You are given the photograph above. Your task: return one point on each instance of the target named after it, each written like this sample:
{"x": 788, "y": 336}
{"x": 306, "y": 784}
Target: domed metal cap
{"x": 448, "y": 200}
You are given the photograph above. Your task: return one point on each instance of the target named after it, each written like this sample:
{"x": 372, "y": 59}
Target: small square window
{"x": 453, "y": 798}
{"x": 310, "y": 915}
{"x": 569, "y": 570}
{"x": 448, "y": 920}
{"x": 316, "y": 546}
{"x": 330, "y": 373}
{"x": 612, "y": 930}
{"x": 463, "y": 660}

_Exercise brief_. Turn all the items above into a single numbered list, dropping any blank lines.

_Response_.
1. You are given the photograph above. Your task: return one point on each instance of the target named after it, each written like this sample:
2. {"x": 788, "y": 336}
3. {"x": 306, "y": 784}
4. Target: domed metal cap
5. {"x": 448, "y": 200}
6. You are given the photograph above. Your task: return one point on each instance of the target named after it, each written like this sample:
7. {"x": 372, "y": 59}
8. Target: small square window
9. {"x": 453, "y": 798}
10. {"x": 310, "y": 915}
11. {"x": 569, "y": 570}
12. {"x": 448, "y": 920}
13. {"x": 316, "y": 546}
14. {"x": 330, "y": 373}
15. {"x": 612, "y": 930}
16. {"x": 463, "y": 660}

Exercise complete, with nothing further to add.